- [Kutipan untuk Dibaca]:
┏━━

Manusia hidup untuk mengetahui kepribadiannya serta menguatkan dan
mengembangkan bakatnya, bukan sebaliknya, yakni melemahkan pribadinya, seperti
yang di lakukan oleh para sufi yang menundukan jiwa sehingga fana dengan Allah.
Pada hakikatnya menafikkan diri bukan lah ajaran Islam karena hakikat
hidup adalah bergerak, dan gerak adalah perubahan. Filsafat khudinya tampak nya
merupakan reaksi terhadap kondisi ummat Islam yang ketika itu telah di bawa
oleh kaum sufi semakin jauh dari tujuan dan maksud islam yang sebenarnya.
Dengan ajaran khudi nya, ia mengemukakan pandangan yang di namis tentang
kehidupan dunia.
d.
Dosa
Iqbal
secara tegas menyatakan dalam seluruh kuliahnya bahwa Al-Qur’an menampilkan tentang
kebebasan ego manusia yang bersifat kreatif. Dalam hubungan ini ia
mengembangkan cerita tentang kejatuhan Adam sebagai kisah yang berisi pelajaran
tentang, kebangkitan manusia dari kondisi primitif yang di kuasai hawa nafsu
naluriyah kepada pemilikan kepribadian bebas yang di perolehnya secara sadar,
sehingga mampu mengatasi kebimbangan dan kecendrungan untuk membangkang dan
timbulnya ego terbatas yang memiliki kemampuan untuk memilih” Allah telah
menyerahkan tanggung jawab yang penuh resiko ini, menunjukkan kepercayaan nya
yang besar kepada manusia. Maka kewajiban manusia adalah membenarkan adanya
kepercayaan ini. Namun pengakuan terhadap kemandirian (Manusia)itu melibatkan
pengakuan terhadap semua ketidak sempurnaan yang timbul dari keterbatasan kemandirian
itu.[8]
e.

┗━━

- [Data yang Diberikan]:
┏━━

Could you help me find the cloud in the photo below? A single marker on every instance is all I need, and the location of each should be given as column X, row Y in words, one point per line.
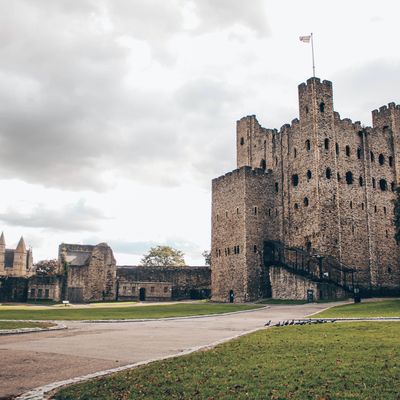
column 72, row 217
column 363, row 88
column 79, row 106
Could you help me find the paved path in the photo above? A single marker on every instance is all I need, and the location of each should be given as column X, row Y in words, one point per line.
column 36, row 359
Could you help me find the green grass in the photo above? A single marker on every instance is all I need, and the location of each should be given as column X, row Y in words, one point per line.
column 134, row 312
column 386, row 308
column 23, row 324
column 339, row 361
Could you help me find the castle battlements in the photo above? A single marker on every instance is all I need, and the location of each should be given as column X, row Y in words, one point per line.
column 328, row 185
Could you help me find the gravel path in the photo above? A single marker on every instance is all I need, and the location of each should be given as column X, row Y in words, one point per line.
column 32, row 360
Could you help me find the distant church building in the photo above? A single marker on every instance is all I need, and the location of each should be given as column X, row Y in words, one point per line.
column 309, row 209
column 15, row 263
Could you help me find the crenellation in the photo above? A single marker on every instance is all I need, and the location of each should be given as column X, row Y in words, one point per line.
column 328, row 187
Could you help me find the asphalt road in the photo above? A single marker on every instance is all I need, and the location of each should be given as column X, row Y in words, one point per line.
column 35, row 359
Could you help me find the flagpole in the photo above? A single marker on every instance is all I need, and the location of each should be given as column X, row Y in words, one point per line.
column 312, row 52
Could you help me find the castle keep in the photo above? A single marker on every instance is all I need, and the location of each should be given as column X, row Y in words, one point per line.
column 309, row 207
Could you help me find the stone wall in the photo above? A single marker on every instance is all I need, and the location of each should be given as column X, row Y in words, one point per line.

┗━━

- [Latihan Tertulis]: Apa hakikat hidup menurut kutipan tentang filsafat khudi? Baris-baris tersebut tidak berhubungan dengan kutipan.

- [Jawaban Tugas]: Hakikat hidup adalah bergerak, dan gerak adalah perubahan.